┌──

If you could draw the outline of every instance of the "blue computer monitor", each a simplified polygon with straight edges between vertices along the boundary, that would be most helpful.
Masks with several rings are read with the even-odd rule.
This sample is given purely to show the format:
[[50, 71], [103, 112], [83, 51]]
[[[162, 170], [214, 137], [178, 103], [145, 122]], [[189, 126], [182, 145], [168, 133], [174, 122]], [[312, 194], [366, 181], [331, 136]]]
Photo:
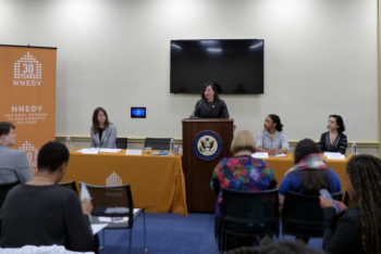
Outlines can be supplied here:
[[146, 107], [131, 107], [131, 118], [146, 118]]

└──

Work instructions: Recast every line of the items above as a Markdown table with the columns Row and Content, numbering each row and skipping any blank lines. Leave the pictures out of the table.

Exercise response:
| Row | Content |
|---|---|
| 1 | If you could draw the outline of every instance of the "blue computer monitor", each a simplified polygon with straight edges between vertices along the boundary, that would be most helpful. |
| 2 | Masks with several rings are read with the even-odd rule. |
| 3 | This sample is given purely to show the format: |
| 4 | [[50, 71], [103, 112], [83, 51]] |
| 5 | [[[162, 170], [214, 137], [178, 103], [145, 122]], [[189, 126], [182, 145], [168, 133], [174, 122]], [[312, 194], [366, 181], [331, 136]]] |
| 6 | Photo: |
| 7 | Outlines can be supplied here: |
| 8 | [[146, 107], [131, 107], [131, 118], [146, 118]] |